─── VORLIEGENDER TEXT ───

Als die Ermittler am frühen Morgen des 20. November 2021 zu einem Verbrechen auf die A7 bei Schuby gerufen werden, wissen sie noch nicht, mit was für einem außergewöhnlichen Fall sie es zu tun haben werden.

Erst einige Monate später entspinnt sich vor dem Landgericht Flensburg eine Geschichte, in der die eigentliche Tat beinahe in den Hintergrund rückt. Eigentlich geht es um einen Mordvorwurf: Der 35-jährige, aus Syrien stammende Angeklagte soll seine Frau auf dem Seitenstreifen der A7 mit einem Messer angegriffen haben, bevor sie anschließend – mutmaßlich in Panik – auf die Fahrbahn lief und von einem Lkw überfahren wurde.

Geflecht aus familiären Strukturen und Gewalt

Als Motiv vermutet die Staatsanwalt einen Streit, nachdem die Getötete ihren Trennungswunsch äußerte und ihre Kinder zu sich holen wollte.

Doch in der Geschichte geht es auch um das verworrene Geflecht einer syrischen Großfamilie, um Gewalt, um „Ehre“ und nicht zuletzt um die Frage, was von all diesen Einflüssen mit zu der Tat beigetragen hat. Was passierte wirklich an jenem Morgen? Und wie konnte es zu dieser schrecklichen Tat kommen?

Komplexes Geschehen vor der Tat

Das versucht die erste Große Strafkammer des Flensburger Landgerichts seit Monaten aufzuklären – mit der Herausforderung, dass die meisten Zeugen aus dem Ausland kommen. Bisher schweigt der Angeklagte zu den Vorwürfen. So sind bisher 53 Verhandlungstage und Dutzende Zeugenvernehmungen ins Land gegangen und ein Ende ist noch nicht in Sicht.

─── VORLIEGENDE ANGABEN ───

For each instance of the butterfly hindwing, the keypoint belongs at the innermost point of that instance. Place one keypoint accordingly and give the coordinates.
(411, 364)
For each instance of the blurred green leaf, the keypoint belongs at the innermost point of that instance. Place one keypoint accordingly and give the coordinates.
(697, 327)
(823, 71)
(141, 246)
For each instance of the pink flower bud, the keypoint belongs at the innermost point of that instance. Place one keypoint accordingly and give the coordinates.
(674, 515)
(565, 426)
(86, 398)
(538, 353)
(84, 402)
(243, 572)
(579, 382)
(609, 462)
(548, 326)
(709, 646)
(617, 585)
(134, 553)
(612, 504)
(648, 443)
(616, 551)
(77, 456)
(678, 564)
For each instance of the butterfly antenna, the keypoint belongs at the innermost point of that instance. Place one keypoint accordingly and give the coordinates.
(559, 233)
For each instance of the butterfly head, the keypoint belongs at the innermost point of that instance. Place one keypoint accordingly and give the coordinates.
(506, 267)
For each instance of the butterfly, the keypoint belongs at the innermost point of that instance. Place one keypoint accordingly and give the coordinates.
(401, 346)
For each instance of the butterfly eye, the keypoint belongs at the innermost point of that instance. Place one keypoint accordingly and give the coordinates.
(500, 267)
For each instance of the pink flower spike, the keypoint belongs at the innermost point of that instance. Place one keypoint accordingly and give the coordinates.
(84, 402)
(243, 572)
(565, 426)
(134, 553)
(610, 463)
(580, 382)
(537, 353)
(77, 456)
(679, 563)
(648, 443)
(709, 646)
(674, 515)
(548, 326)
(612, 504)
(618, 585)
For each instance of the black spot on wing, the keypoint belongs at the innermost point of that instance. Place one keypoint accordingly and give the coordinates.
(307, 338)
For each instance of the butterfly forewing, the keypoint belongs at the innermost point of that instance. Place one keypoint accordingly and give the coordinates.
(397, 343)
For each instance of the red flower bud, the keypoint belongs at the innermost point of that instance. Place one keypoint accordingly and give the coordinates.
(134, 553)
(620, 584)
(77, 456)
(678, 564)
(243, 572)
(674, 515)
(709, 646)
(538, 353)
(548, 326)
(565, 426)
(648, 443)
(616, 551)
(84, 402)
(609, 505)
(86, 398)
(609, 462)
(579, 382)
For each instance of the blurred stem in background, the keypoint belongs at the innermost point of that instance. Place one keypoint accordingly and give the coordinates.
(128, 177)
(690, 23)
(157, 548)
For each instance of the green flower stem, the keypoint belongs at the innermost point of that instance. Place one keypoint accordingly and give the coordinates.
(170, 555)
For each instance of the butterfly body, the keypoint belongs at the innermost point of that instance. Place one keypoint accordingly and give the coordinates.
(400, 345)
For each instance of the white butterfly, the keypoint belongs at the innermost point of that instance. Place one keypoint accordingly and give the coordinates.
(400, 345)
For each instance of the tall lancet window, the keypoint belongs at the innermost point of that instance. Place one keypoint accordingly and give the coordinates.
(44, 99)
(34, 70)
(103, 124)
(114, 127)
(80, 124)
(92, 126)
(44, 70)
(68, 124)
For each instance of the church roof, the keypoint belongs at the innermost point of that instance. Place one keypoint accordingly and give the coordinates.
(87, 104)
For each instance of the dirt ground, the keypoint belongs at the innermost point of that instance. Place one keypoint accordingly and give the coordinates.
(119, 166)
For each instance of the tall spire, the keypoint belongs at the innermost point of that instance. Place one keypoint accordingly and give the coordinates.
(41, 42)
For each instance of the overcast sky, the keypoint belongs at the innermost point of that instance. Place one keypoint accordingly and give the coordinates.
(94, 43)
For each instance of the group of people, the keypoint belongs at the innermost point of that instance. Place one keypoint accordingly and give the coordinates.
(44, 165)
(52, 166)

───

== WAS ZU TUN IST ==
1. Wiederholen Sie aus dem Text über den Mordprozess Wort für Wort die Stelle zwischen „Doch in der“ und „schrecklichen Tat kommen?“, beide eingeschlossen.
2. Nehmen Sie den Text über den Mordprozess dort auf, wo er aufhört, und schreiben Sie ihn weiter.
Die Einträge stehen für sich und gehören nicht zum Text über den Mordprozess.

== ERGEBNISSE DER ÜBUNG ==
1.
Doch in der Geschichte geht es auch um das verworrene Geflecht einer syrischen Großfamilie, um Gewalt, um „Ehre“ und nicht zuletzt um die Frage, was von all diesen Einflüssen mit zu der Tat beigetragen hat. Was passierte wirklich an jenem Morgen? Und wie konnte es zu dieser schrecklichen Tat kommen?

2.
Das Gericht selbst spricht von einem komplexen Indizienprozess. Die letzten Jahre verbrachten der Angeklagte und seine Partnerin mit ihren beiden Kindern in Aarhus. Schon damals soll der Angeklagte gewalttätig und kriminell gewesen sein. Vor der Tat suchte die Getötete Schutz in einem dänischen Frauenhaus. Allein die entsprechenden Zeugen aus dem Nachbarland zu laden, erweist sich als Herausforderung.

Kommunikation mit dänischen Behörden erweist sich als schwierig

Zudem will die Strafkammer klären, in welcher psychiatrischen Verfassung der Angeklagte vor und während der Tat war. „Diesbezüglich sind umfangreiche Anhaltspunkte auszuwerten, die sich unter anderem aus (zum Teil unvollständigen und unzulänglichen) Auszügen aus dänischen Verfahren ergeben“, heißt es vom Gericht.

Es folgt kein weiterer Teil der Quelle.